* **WHAT IS EXPECTED**:
Answer these questions from the passage on the WHO's history below.
(a) In what year did the WHO officially announce that it had wiped out smallpox?
(b) According to Gradmann, in what kind of situation does the WHO work best?
(c) In which three countries did the 2014 Ebola outbreak take place?

In its 75-year-long history, the WHO, which has been led by Director-General Tedros Adhanom Ghebreyesus since 2017, has had some major successes as well some failures. One of the biggest successes in the WHO’s quest to ensure the global population’s well-being came in 1980, when the organization officially announced it had wiped out a common but deadly centuries-old infectious disease. “Perhaps the most noteworthy [success] was the eradication of smallpox, the only human disease to be eradicated,” said El-Sadr, who also leads Columbia University’s Mailman School’s Global Health Initiative. “While there were others involved in this effort, the WHO played a key role galvanizing the world around this goal.”

Christoph Gradmann, a professor of the history of medicine at Norway’s University of Oslo, said smallpox eradication was a perfect example of when the WHO works best: In situations of political agreement.

“When member states aren’t on the same page about how to proceed, the organization is paralysed,” Gradmann said. “During the Cold War, there was wide-reaching agreement across the two blocs that the eradication of smallpox was a goal to be tackled. That’s when the WHO has seen its biggest successes: When members agree on which projects are worthy to be undertaken and how.” Many experts agreed the 2014 Ebola outbreak in Guinea, Liberia and Sierra Leone offers an example of a WHO job less well done. The organization was criticized, among other things, for not reacting swiftly enough to address the epidemic.

But El-Sadr says a lot of the criticism following the outbreak, which ended in 2016, was due to a misunderstanding of how the WHO works.

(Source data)

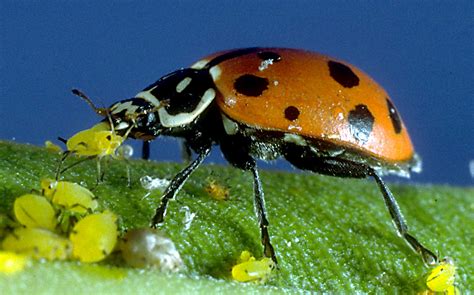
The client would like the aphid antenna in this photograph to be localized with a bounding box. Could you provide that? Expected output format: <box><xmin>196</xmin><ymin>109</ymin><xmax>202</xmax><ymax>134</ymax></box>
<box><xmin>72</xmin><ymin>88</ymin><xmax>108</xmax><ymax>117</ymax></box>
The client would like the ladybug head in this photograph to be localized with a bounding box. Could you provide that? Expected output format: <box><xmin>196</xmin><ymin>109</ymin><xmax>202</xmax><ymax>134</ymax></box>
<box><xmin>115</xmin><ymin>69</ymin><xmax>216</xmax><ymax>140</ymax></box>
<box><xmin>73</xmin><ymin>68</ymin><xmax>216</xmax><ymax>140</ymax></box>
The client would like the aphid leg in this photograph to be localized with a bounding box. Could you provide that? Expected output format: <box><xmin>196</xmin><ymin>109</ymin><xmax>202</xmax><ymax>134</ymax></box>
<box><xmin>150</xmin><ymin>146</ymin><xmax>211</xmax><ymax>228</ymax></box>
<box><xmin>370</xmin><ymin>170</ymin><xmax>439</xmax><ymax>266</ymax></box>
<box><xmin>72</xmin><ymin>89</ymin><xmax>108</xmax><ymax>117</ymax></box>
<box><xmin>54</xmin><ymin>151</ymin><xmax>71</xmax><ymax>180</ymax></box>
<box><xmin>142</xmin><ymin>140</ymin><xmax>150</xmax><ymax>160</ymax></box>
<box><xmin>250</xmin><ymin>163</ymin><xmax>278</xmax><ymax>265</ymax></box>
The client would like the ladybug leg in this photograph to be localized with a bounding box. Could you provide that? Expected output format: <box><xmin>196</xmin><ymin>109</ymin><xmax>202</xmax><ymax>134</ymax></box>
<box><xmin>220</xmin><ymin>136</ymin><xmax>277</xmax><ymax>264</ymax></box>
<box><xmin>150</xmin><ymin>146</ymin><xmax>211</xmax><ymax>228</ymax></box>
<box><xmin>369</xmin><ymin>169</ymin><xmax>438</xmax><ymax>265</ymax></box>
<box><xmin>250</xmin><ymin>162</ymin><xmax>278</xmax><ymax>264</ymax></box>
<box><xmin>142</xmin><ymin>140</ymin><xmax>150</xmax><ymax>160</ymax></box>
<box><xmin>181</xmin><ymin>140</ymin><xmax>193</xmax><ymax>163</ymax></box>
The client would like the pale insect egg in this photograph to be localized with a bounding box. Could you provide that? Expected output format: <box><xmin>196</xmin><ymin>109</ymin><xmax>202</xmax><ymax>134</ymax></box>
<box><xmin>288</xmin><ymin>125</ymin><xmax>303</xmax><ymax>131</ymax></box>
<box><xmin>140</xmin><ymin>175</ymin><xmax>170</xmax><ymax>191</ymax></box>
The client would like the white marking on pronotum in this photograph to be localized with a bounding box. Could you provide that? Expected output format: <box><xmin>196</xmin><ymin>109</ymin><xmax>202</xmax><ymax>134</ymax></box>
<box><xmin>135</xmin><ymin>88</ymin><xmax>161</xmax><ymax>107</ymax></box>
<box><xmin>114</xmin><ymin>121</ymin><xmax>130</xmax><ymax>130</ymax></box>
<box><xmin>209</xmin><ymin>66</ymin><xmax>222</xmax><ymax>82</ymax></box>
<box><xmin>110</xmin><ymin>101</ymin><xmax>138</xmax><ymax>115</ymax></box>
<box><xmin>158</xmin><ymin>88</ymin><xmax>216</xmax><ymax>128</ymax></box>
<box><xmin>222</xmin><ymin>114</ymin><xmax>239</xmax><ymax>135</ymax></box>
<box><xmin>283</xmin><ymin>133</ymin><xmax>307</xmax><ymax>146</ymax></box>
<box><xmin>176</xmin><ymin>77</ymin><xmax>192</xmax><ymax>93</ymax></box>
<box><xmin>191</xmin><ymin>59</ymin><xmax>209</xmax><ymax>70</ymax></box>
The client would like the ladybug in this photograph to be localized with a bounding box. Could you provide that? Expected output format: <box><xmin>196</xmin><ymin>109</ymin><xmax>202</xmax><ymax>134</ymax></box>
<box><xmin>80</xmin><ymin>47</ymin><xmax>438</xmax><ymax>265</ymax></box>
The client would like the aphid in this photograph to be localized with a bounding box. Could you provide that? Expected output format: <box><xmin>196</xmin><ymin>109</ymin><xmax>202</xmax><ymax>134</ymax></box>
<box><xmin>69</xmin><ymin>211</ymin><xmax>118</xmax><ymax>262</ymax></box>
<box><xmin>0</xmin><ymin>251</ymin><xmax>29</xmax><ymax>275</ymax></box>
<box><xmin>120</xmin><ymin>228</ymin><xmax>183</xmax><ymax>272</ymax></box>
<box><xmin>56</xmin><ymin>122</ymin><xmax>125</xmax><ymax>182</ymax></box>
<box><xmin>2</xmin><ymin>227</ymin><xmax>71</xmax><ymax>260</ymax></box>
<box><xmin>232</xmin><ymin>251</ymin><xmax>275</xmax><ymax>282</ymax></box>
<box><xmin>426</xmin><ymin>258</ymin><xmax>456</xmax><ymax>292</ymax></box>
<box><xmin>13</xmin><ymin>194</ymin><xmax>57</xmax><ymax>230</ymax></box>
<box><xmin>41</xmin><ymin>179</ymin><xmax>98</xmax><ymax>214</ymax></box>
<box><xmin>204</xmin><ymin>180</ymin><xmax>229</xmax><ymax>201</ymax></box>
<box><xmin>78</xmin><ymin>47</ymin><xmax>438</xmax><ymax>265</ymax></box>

* **ANSWER FOR THIS EXERCISE**:
(a) 1980
(b) In situations of political agreement
(c) Guinea, Liberia and Sierra Leone